• YOUR OBJECTIVE:
Which lines below contain the word "vent"? Collect every one of them and copy each in full.
————
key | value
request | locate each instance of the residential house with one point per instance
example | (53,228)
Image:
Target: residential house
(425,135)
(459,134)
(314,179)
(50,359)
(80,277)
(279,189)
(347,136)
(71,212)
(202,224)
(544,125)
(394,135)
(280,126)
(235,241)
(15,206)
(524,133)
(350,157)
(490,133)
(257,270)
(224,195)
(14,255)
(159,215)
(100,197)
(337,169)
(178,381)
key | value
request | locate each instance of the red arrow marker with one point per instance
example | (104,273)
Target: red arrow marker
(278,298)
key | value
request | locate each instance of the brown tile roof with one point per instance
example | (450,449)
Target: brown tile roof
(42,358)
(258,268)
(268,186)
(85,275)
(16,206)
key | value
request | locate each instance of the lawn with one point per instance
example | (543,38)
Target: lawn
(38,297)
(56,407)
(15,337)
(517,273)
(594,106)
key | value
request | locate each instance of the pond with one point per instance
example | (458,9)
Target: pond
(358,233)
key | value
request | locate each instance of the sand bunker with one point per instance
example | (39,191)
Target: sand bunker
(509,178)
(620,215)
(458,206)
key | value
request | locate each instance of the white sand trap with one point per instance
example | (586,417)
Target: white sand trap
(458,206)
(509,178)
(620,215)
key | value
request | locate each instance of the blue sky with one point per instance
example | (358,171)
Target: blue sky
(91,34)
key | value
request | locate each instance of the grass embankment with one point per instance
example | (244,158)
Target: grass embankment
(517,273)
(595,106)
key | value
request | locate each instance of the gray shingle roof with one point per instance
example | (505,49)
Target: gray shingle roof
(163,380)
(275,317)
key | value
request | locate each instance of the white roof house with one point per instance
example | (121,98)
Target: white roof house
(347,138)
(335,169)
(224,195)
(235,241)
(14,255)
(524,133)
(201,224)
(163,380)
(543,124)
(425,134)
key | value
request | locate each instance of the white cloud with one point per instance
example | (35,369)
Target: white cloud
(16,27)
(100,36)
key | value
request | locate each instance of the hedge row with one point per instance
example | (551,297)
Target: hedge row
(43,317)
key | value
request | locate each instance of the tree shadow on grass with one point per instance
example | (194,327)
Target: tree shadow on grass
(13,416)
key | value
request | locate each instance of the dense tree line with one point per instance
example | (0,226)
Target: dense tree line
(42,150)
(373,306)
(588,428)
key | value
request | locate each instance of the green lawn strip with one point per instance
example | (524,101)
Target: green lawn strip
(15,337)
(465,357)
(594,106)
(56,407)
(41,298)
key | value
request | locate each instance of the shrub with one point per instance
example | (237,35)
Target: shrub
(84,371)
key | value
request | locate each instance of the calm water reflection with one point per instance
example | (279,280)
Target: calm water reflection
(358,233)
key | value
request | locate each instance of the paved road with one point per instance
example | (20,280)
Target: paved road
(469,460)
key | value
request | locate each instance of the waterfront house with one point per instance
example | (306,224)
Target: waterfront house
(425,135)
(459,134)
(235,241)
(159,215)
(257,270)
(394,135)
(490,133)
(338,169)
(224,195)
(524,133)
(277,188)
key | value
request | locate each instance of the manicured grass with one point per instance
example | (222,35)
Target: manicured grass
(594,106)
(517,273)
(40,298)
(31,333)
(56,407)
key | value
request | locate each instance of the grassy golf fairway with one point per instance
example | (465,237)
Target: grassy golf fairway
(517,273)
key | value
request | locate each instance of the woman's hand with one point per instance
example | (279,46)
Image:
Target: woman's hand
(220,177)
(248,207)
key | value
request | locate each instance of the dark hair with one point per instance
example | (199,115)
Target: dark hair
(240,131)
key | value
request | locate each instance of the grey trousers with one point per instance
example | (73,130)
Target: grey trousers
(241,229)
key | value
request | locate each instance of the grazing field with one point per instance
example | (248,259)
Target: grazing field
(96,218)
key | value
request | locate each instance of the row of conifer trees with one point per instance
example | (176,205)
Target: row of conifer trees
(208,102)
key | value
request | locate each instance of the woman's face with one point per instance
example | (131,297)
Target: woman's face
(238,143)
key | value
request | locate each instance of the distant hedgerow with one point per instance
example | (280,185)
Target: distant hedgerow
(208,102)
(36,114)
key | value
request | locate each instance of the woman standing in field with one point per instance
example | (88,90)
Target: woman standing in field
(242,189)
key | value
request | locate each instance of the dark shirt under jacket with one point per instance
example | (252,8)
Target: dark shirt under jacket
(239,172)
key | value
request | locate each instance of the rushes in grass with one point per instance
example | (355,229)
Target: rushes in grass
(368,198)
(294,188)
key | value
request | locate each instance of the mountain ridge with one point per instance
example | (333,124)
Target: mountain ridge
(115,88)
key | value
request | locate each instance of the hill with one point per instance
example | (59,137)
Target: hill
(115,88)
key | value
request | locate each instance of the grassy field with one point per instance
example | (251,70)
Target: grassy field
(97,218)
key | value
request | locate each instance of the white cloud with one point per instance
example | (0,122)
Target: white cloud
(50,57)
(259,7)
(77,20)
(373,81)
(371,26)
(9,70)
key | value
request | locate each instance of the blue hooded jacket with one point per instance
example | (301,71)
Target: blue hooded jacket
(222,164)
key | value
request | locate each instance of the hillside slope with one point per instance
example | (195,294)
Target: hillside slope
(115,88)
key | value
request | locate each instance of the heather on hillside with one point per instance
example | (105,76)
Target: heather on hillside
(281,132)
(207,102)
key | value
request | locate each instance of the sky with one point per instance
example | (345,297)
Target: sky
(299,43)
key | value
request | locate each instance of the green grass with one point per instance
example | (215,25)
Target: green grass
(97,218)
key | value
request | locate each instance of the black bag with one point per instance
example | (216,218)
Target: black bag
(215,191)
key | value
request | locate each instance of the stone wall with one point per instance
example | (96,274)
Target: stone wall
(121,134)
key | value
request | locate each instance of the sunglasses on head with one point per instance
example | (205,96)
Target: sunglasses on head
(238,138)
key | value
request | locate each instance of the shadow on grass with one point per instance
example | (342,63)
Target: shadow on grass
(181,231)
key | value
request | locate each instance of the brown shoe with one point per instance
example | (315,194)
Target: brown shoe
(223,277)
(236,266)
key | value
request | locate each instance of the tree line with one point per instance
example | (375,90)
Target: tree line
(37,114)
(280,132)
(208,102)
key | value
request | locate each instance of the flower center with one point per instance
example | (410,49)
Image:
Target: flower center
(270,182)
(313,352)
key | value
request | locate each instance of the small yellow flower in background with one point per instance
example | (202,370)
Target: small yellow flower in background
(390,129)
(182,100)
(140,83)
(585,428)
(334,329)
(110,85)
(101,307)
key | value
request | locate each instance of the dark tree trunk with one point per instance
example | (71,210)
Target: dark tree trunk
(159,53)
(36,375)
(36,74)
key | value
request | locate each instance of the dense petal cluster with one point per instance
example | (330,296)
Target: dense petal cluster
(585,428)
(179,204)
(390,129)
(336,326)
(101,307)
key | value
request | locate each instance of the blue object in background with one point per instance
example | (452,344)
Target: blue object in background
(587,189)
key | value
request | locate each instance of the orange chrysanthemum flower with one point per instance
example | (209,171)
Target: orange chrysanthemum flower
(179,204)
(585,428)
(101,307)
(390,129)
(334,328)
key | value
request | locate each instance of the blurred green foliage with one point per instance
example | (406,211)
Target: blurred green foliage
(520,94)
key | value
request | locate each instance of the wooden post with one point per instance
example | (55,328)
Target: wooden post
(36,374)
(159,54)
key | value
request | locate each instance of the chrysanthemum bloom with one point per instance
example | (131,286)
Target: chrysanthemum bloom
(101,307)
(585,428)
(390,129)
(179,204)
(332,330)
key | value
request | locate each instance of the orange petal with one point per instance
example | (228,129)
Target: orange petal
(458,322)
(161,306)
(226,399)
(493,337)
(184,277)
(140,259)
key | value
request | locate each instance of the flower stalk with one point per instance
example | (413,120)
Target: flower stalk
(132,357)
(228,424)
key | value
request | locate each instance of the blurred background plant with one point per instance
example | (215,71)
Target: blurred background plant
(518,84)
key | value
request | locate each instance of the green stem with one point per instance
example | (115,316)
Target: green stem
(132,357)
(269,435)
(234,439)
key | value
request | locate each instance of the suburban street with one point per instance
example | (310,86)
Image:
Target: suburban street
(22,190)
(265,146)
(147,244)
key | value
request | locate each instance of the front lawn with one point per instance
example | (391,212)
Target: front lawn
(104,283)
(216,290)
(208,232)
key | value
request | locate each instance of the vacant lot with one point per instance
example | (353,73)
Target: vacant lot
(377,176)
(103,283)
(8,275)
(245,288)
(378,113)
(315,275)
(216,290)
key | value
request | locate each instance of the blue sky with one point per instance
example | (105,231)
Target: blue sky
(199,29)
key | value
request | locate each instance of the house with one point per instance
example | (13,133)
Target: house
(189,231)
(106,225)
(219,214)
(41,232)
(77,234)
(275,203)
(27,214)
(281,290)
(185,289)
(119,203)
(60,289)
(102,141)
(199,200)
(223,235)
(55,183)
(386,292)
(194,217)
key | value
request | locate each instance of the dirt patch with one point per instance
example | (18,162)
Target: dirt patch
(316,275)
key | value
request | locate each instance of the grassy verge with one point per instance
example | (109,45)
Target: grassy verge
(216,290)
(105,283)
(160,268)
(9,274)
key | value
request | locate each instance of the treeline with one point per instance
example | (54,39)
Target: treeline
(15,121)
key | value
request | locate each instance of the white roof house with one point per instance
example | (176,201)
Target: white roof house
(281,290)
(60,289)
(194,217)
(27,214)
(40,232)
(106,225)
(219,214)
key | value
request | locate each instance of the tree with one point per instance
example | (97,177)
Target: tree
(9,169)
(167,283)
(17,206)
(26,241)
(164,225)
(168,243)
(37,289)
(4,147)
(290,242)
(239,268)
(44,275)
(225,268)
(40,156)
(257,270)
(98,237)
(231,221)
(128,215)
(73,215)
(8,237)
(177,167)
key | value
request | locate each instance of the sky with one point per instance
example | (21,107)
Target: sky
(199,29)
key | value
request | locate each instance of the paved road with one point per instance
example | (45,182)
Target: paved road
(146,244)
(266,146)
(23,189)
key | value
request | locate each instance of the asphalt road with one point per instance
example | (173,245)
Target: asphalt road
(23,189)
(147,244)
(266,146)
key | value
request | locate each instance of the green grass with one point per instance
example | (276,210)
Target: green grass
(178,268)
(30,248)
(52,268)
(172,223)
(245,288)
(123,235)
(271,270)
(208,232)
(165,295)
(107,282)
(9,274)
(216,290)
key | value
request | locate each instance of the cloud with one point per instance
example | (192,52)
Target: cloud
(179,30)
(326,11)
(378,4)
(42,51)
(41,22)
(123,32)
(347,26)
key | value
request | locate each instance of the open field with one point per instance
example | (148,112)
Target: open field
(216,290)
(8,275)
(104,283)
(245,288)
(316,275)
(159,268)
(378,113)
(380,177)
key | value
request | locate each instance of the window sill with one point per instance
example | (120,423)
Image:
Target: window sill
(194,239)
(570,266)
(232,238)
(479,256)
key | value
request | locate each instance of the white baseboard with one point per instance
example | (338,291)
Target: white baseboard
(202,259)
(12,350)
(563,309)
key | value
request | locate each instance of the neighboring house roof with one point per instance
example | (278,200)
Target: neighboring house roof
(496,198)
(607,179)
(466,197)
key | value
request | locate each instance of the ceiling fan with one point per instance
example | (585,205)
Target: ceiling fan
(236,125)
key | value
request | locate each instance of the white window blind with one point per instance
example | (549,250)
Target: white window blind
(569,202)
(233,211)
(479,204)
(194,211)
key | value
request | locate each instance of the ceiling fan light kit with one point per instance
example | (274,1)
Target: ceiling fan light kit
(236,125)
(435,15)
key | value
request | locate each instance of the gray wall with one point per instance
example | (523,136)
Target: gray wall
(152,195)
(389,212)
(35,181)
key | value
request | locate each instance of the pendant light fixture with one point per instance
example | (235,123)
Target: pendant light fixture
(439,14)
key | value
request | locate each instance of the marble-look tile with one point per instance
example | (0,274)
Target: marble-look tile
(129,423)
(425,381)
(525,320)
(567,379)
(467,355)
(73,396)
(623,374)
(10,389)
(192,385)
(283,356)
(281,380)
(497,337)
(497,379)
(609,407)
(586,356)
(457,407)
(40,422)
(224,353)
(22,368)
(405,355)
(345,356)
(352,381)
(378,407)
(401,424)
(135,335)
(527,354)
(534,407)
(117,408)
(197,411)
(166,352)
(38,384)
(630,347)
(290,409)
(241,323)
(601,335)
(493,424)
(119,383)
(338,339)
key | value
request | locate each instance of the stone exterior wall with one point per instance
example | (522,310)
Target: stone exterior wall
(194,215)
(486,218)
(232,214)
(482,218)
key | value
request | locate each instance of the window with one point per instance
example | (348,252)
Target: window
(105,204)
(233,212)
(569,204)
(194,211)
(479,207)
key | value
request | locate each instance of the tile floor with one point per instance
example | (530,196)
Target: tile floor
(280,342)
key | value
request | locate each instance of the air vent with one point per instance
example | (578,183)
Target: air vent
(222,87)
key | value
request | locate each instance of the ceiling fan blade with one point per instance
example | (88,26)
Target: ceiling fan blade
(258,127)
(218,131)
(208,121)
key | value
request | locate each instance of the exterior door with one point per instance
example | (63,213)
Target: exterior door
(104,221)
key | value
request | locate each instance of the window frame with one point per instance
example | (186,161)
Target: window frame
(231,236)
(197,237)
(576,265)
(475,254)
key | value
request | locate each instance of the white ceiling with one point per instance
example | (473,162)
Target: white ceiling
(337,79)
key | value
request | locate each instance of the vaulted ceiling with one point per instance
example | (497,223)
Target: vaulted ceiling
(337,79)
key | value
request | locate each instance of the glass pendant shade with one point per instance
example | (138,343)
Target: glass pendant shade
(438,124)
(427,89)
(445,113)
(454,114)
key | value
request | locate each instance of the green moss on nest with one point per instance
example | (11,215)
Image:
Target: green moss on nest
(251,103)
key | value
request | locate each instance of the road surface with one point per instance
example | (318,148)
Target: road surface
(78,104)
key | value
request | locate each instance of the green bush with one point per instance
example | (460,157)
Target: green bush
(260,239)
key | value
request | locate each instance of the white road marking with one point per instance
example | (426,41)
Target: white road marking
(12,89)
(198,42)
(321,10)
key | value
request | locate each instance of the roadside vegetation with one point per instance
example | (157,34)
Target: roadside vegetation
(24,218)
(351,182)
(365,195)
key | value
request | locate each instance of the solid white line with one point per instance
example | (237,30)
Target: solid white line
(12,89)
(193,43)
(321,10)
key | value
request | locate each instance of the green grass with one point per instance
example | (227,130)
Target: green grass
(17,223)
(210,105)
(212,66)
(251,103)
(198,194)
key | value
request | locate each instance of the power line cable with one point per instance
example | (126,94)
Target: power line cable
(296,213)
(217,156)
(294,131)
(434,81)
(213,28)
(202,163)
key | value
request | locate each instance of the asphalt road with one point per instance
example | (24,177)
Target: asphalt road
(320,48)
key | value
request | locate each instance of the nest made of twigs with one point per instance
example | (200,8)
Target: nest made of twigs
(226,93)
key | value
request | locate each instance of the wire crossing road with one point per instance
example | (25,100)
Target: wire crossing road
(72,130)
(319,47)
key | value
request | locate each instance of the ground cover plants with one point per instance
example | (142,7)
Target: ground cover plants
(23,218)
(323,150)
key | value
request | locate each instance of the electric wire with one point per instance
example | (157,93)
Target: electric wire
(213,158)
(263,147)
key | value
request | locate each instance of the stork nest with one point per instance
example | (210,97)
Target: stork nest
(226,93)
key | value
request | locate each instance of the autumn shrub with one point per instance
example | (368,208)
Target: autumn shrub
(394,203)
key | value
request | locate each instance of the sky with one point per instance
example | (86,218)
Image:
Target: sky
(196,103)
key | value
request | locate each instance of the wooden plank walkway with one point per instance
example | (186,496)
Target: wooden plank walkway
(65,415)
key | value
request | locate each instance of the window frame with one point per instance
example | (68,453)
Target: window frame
————
• FINAL ANSWER:
request | locate each instance of the air vent with one point per instance
Target: air vent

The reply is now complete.